▸ What you should do
Copy word for word the line containing "Point out the mottled" together with all lines following it to the end of the listing below, without the pictures.

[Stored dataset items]
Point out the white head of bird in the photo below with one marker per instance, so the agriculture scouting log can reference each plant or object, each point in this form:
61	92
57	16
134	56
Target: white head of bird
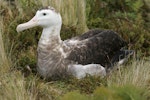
46	17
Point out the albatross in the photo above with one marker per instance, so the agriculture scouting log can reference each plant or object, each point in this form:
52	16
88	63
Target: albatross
90	53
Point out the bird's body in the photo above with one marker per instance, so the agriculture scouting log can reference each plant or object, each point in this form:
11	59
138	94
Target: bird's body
81	55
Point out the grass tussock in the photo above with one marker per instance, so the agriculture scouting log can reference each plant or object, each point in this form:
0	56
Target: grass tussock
131	82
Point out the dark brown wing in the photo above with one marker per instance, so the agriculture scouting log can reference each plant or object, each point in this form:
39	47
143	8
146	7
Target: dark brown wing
99	48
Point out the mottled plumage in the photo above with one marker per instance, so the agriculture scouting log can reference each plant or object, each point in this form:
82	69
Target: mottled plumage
88	53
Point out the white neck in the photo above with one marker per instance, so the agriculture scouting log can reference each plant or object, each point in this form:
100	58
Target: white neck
50	34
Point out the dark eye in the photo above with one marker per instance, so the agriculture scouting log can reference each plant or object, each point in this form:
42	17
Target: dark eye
44	14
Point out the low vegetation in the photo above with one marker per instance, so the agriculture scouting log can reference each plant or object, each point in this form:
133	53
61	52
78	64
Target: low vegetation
18	78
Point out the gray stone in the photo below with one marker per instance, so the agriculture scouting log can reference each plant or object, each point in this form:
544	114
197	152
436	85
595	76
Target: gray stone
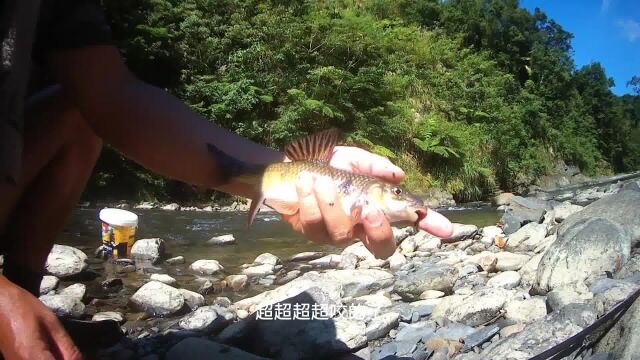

▸ Expected output
Point out the mottled plumage in the photo above with one marker per instance, so the agriculture scouting log can reference each plant or object, each point in this form:
82	69
Target: mottled plumage
88	53
Point out the white neck in the photo above with one marker per instance, so the agriculture scouting log can reference each plant or object, each point in this form:
100	58
Target: white neck
50	34
Point out the dark eye in the photo above with one marker per instance, so the agriculture scouting log can reference each plant or object, each point in this form:
42	17
Target: dark eye
44	14
Point out the low vegetation in the photo above with one marker per instance, so the agriculture scouting log can reference each plant or object, each point in this form:
133	53
61	52
78	64
Target: low vegetation
18	78
Point out the gray stone in the photo below with one marker per instance, so the agriculture scouting log can reference each plant or object, each point in this form:
544	114
197	152
436	85
595	76
Target: gray stone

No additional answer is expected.